-- Reading passage follows --
On September 10, 2016, several motorists began calling 9-1-1, reporting a shirtless male walking northbound on Hwy 287 with a handgun. The callers described the subject as appearing to be tense, angry, and walking with a purpose. Some saw the handgun tucked into the subject's waistband. Others saw him take the weapon out and wave it around while yelling at passing cars. Still others reported that he appeared to be "high" or "crazy," and was yelling at no one in particular. Deputy Teri Javes was already in the area on an unrelated call, and was dispatched to investigate the situation.
Before Deputy Javes located the subject, she was waved down by another motorist who told her about the pedestrian with a gun. That motorist was a former Deputy Sheriff from another jurisdiction, who had seen the subject acting strangely as he drove past, and then saw him take the pistol from his waistband. Deputy Javes informed him that she was aware of it and was on her way to investigate. Although the motorist was unarmed, he followed Deputy Javes to the subject's location because he believed the situation to be dangerous and wanted to help if he could.
-- Reading passage concluded --
In the account of the September 10, 2016 Hwy 287 incident, who waved down Deputy Javes before she located the subject?
-- Provided information follows --
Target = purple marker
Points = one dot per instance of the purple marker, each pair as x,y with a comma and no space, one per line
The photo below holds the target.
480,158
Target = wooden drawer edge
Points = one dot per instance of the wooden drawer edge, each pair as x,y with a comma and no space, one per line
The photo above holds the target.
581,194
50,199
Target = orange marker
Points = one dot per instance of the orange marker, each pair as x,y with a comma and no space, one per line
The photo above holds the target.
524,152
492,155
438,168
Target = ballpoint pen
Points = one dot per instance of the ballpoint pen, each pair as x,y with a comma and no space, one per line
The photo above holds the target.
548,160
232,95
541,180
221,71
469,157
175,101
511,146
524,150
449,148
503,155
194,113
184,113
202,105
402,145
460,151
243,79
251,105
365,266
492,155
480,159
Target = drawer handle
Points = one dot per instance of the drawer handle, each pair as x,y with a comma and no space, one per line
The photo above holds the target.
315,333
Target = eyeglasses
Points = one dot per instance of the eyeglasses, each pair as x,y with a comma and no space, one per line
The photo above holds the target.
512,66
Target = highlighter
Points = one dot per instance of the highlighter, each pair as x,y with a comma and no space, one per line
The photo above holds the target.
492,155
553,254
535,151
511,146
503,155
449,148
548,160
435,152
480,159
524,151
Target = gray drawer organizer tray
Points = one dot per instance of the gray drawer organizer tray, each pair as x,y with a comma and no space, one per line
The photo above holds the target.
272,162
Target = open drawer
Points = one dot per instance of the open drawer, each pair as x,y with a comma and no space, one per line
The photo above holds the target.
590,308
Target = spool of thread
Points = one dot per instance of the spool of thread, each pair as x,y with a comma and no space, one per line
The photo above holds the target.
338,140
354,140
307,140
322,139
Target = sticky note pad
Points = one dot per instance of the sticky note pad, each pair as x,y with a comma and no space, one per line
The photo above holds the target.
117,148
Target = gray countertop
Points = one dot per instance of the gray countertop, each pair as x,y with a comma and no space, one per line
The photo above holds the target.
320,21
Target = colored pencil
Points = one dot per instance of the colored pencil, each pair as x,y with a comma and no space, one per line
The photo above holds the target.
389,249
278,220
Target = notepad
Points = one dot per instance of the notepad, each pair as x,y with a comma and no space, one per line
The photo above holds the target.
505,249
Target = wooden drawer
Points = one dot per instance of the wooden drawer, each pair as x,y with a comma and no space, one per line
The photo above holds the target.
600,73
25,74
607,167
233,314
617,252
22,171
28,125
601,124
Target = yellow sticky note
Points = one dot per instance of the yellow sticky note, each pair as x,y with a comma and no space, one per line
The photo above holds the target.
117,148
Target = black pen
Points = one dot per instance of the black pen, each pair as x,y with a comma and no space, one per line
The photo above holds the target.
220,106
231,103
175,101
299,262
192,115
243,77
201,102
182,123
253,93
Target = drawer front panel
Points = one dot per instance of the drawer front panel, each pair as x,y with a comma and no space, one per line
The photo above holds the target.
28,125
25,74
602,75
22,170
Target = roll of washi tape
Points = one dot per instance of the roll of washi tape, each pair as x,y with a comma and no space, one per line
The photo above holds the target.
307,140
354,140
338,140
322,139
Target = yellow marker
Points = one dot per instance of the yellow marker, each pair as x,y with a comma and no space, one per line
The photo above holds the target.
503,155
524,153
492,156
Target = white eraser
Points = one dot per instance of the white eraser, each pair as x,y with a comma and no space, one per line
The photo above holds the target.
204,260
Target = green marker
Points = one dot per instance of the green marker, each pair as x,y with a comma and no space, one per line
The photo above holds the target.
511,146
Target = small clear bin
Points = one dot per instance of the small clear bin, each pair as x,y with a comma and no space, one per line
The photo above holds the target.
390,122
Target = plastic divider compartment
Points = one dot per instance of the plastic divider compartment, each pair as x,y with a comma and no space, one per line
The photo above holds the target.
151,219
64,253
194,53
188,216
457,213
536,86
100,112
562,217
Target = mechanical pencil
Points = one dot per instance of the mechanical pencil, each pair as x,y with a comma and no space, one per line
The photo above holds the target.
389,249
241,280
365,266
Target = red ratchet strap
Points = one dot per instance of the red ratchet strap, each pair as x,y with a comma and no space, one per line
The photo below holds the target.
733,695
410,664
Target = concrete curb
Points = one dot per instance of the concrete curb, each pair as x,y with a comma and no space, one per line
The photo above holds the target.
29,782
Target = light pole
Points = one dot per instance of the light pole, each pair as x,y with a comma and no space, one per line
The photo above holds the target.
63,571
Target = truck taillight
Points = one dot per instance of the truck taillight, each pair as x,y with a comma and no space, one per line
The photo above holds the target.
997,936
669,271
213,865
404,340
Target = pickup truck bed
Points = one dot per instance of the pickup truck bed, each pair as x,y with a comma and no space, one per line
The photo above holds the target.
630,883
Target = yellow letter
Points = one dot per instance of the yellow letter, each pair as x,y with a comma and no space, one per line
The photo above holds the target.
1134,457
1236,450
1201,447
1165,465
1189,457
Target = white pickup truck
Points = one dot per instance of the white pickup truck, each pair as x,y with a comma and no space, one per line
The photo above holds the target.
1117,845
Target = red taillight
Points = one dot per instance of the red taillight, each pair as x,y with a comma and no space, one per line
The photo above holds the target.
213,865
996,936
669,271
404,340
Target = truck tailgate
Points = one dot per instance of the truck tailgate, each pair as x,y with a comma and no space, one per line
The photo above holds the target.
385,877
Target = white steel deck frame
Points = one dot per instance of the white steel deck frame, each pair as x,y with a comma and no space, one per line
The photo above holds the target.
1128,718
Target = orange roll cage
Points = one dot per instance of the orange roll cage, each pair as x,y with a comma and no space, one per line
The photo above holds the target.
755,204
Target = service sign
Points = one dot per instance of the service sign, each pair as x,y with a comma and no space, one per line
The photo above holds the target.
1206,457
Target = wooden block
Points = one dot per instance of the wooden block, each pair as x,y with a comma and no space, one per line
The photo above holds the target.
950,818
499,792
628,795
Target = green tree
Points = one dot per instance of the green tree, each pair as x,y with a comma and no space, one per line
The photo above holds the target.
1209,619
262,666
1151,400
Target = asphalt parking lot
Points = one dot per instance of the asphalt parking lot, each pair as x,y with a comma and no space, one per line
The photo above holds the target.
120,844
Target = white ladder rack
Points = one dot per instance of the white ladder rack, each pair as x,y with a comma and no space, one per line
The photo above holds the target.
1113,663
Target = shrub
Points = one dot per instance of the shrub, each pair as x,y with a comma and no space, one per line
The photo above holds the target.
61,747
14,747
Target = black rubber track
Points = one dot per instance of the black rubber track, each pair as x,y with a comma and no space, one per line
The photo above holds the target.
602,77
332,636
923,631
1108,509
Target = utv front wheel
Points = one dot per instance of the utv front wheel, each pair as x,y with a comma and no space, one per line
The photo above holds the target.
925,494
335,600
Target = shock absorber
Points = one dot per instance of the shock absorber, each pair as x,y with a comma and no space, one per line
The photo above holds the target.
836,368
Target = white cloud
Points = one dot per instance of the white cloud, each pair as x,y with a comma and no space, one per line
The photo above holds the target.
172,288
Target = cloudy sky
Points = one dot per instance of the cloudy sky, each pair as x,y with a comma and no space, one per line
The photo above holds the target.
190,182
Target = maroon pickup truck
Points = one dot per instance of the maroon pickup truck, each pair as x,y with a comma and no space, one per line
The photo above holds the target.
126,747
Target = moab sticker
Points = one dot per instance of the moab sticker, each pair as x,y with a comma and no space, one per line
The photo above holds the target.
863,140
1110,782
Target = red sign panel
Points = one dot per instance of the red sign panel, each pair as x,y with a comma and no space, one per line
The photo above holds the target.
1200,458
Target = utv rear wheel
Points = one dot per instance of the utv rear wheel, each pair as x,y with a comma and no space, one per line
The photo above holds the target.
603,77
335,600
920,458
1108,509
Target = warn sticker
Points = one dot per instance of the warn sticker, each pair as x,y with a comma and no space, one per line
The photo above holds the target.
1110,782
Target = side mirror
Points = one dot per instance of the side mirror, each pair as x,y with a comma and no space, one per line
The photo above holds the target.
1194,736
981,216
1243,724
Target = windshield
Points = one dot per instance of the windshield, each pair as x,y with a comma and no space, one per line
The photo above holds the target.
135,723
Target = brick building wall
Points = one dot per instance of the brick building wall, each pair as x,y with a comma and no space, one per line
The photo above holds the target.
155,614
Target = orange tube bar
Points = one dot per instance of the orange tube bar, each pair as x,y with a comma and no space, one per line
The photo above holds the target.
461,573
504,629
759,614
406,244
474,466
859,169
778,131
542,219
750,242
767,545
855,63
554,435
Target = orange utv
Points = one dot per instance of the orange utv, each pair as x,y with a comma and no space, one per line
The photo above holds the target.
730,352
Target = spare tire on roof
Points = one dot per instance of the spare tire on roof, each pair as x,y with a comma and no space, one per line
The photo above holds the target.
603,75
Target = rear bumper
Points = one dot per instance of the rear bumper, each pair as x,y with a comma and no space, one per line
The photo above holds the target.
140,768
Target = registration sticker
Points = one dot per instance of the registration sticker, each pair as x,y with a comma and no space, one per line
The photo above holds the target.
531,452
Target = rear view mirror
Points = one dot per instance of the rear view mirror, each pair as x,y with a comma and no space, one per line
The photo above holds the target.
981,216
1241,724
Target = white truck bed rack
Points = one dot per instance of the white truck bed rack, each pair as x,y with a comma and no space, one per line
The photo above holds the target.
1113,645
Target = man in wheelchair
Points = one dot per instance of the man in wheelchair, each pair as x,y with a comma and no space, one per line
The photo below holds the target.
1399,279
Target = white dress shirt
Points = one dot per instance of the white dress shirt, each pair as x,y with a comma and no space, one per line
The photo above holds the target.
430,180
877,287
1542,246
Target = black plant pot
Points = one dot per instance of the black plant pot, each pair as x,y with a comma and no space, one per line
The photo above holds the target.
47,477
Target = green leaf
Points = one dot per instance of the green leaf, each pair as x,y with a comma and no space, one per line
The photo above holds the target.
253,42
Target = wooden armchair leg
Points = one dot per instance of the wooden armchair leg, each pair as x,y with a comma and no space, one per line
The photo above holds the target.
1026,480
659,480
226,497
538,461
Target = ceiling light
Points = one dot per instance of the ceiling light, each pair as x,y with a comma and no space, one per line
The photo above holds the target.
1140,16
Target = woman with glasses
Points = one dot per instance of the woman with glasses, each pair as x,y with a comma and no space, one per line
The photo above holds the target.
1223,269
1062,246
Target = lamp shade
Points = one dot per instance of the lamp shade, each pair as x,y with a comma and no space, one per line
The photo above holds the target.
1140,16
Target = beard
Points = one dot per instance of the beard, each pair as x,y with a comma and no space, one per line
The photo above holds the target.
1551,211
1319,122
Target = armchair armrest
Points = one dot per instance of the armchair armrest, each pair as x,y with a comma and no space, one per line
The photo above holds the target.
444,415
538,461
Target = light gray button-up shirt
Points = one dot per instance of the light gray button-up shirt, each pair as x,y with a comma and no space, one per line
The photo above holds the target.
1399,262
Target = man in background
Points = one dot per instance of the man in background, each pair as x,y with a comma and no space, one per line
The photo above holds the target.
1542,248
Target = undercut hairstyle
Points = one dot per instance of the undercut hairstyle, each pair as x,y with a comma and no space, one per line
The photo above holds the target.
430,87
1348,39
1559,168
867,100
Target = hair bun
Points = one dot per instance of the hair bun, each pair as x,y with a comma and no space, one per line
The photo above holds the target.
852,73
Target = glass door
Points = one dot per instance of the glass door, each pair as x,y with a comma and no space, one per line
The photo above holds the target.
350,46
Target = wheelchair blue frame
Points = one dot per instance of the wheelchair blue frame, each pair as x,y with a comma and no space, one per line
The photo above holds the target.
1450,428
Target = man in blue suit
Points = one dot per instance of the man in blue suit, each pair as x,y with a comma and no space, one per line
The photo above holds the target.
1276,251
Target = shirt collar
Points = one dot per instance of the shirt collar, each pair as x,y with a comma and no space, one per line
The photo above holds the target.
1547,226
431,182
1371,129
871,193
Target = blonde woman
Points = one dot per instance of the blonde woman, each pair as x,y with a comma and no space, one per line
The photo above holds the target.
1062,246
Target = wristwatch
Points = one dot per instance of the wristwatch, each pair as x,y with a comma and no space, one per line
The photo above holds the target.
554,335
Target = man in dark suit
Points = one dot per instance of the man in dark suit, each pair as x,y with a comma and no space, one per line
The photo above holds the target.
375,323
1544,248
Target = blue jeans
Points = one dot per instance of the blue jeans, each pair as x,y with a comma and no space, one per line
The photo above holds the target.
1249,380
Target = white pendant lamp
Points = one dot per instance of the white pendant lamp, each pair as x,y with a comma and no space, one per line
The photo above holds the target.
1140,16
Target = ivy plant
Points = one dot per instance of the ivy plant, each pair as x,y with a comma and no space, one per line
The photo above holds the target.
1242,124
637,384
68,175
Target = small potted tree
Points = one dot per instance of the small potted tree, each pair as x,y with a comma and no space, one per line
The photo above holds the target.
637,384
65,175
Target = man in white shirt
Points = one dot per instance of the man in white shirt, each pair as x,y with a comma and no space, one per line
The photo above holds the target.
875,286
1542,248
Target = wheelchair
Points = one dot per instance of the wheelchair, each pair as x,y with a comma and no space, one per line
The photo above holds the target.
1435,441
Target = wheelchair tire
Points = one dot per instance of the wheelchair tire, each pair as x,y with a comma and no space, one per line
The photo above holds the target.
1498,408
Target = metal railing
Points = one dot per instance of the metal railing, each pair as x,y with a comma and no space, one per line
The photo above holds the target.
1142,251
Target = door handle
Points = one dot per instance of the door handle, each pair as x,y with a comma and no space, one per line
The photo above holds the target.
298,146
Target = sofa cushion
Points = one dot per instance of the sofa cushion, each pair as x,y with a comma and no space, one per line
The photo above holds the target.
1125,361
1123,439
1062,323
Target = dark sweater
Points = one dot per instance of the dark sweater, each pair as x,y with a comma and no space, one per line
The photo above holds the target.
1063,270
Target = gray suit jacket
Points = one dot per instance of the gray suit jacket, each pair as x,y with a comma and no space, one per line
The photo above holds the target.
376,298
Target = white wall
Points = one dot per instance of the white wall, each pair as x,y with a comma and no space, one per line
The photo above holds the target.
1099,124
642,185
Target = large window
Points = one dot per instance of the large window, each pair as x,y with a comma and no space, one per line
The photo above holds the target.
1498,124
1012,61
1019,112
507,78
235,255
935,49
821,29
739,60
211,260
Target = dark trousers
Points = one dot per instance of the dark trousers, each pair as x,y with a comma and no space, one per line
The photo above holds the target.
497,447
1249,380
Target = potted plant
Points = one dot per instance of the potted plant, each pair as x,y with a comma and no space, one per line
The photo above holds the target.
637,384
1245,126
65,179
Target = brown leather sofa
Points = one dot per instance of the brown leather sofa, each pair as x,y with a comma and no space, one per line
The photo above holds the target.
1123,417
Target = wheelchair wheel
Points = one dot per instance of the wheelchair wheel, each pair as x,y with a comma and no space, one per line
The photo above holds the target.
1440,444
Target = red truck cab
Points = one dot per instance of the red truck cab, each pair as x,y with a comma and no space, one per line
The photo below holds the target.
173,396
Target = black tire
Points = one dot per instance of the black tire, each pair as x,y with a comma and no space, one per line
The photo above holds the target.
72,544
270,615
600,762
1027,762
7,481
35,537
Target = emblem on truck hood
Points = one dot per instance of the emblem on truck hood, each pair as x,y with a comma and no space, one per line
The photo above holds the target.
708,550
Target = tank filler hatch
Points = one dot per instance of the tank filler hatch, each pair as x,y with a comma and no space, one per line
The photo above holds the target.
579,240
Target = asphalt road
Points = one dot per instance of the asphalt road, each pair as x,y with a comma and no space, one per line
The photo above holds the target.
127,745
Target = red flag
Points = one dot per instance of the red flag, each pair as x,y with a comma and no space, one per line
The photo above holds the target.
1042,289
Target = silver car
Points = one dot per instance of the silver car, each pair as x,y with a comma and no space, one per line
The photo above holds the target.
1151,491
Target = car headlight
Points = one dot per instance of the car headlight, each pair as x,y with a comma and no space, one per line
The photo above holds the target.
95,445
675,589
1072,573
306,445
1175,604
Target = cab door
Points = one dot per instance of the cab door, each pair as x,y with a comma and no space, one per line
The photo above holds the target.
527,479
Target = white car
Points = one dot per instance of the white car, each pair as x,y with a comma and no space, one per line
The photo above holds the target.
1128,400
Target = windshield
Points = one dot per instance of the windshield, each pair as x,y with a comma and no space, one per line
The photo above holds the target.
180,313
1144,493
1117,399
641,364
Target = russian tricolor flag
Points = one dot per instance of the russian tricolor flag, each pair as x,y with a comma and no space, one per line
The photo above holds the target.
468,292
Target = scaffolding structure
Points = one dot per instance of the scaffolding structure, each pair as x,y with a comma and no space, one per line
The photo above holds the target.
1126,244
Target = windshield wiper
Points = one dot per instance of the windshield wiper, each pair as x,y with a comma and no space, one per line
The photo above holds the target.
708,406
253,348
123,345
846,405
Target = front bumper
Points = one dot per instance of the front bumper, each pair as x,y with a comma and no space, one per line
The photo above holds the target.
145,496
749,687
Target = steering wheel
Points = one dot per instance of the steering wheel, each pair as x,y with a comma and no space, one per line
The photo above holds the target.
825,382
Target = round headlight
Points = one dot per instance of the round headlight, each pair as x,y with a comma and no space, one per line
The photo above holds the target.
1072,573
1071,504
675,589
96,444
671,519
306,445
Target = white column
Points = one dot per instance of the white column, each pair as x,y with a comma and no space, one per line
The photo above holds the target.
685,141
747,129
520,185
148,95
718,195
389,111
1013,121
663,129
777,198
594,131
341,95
-- Provided information concluded --
- _Response to this exercise_: A former Deputy Sheriff from another jurisdiction waved her down.